Excerpted text »

———

One of the most intriguing abilities that we humans possess is our innate ability to navigate using a mental map of our surroundings. This uncanny talent is the result of two neurons –place and grid cells– that work together to recall a location and provide information about that location’s position in space. Inspired by human anatomy, researchers at Singapore’s Agency for Science, Technology and Research (A*STAR) have developed a simulated version these cells for use in robots, reports MIT’s Technology Review.
Using software, the team developed a simulation that mimicked the functionality of these place and grid cells. As their name implies, place cells recognize places in a person’s environment. They were fist discovered by John O’Keefe in the early 1970s, who found that a specific set of cells in the hippocampus fired whenever a mouse encountered the same spot in a given area. Grid cells work alongside these place cells to provide location information, but they are much different. Located in the entorhinal cortex, these cells fire in a grid and are used to provide spatial information about a person’s location in space.
This software system developed by the Singapore team provided the robot with an ability to navigate around a 35-square-meter office space using only the recall ability of artificial place cells and the 3D positioning information of the simulated grid cells. The team let a robot loose in their office space and confirmed that the software-based solution does indeed work in a manner similar to the biological version.
Researchers hope this research could lead to improvements in the navigation system of robots, especially autonomous ones that must adapt to changes in their environments with minimal human interaction. “Artificial grid cells could provide an adaptive and robust mapping and navigation system,”said Haizhou Li, lead author and professor at A*STAR. They also hope this breakthrough will assist researchers studying the human brain. It could potentially be used as a simulator to test predicted neural response before conducting the experiment on rats.

———

Dataset section »
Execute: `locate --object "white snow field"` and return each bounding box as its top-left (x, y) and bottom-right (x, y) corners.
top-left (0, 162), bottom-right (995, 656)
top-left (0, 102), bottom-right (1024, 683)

———

Directions »
a) List every kind of animal that the article on robot navigation mentions, humans included.
b) Please state how large the office space was that the robot navigated in the article on robot navigation.
The material was taken from a different source.

Answers given »
a) humans, mouse, rats

b) It was a 35-square-meter office space.